L 11 AS 109/13 B PKH

Land
Freistaat Bayern
Sozialgericht
Bayerisches LSG
Sachgebiet
Grundsicherung für Arbeitsuchende
Abteilung
11
1. Instanz
SG Würzburg (FSB)
Aktenzeichen
S 10 AS 604/12
Datum
2. Instanz
Bayerisches LSG
Aktenzeichen
L 11 AS 109/13 B PKH
Datum
3. Instanz
Bundessozialgericht
Aktenzeichen
-
Datum
-
Kategorie
Beschluss
Leitsätze
Keine Bewilligung von Prozesskostenhilfe mangels hinreichender Erfolgsaussicht.
Die Beschwerde gegen den Beschluss des Sozialgerichts Würzburg vom 21.01.2013 wird zurückgewiesen.

Gründe:

Streitig ist die Höhe des Anspruches auf Leistungen zur Sicherung des Lebensunterhaltes (Arbeitslosengeld II - Alg II -) nach dem Zweiten Buch Sozialgesetzbuch (SGB II) für die Zeit vom 01.01.2012 bis 30.06.2012.
Die aus Frankreich nach Deutschland zurückgekehrte Klägerin erhielt für Dezember 2011 Leistungen von französischen Arbeitsbehörden und beantragte am 08.12.2011 Alg II beim Beklagten. Am 13.12.2011 schloss sie einen Kaufvertrag über ein Wohnhaus samt Grundstück über 28.000,00 EUR ab, das sie hinsichtlich der zum Teil sofort fälligen Zahlungen über private zinslose Darlehen finanzierte. Weiterhin waren von ihr monatliche Tilgungsraten in Höhe von 200,00 EUR und einmal jährlich ein Betrag von 1.846,98 EUR zu zahlen.

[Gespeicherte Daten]

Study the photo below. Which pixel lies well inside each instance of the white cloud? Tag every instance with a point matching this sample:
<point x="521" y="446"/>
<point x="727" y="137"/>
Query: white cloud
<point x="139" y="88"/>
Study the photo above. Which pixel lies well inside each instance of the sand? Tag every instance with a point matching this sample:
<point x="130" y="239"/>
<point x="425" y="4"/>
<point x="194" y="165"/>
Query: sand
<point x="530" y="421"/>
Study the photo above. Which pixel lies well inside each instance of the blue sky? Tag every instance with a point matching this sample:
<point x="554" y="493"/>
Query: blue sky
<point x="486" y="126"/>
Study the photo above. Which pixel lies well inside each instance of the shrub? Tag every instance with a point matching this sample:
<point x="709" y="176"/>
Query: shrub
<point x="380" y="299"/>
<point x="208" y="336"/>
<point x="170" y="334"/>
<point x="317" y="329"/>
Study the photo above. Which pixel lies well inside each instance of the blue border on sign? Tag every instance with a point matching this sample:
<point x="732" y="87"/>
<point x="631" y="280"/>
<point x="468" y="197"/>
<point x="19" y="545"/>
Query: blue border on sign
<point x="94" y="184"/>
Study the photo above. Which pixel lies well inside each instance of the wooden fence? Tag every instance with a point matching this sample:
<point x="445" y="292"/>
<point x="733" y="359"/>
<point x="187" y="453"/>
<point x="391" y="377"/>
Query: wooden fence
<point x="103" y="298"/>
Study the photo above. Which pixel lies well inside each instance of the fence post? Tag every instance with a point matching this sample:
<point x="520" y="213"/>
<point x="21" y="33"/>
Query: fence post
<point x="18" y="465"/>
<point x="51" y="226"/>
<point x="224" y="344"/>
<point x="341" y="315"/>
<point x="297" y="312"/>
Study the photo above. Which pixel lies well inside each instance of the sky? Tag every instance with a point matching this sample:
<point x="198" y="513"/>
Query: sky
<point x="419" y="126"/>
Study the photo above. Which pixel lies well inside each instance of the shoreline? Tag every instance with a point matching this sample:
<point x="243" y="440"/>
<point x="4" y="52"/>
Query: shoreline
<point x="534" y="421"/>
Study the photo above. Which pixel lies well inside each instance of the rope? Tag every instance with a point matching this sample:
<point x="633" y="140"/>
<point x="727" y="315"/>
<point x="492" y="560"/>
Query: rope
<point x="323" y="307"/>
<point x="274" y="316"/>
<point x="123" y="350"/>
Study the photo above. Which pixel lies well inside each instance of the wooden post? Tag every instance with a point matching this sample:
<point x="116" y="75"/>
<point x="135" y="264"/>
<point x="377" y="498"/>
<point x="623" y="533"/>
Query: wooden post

Die Aufgabe: Über welchen Betrag lautete laut dem Gerichtsbeschluss der Kaufvertrag, den die Klägerin am 13.12.2011 abschloss?

Die Lösung: 28.000,00 EUR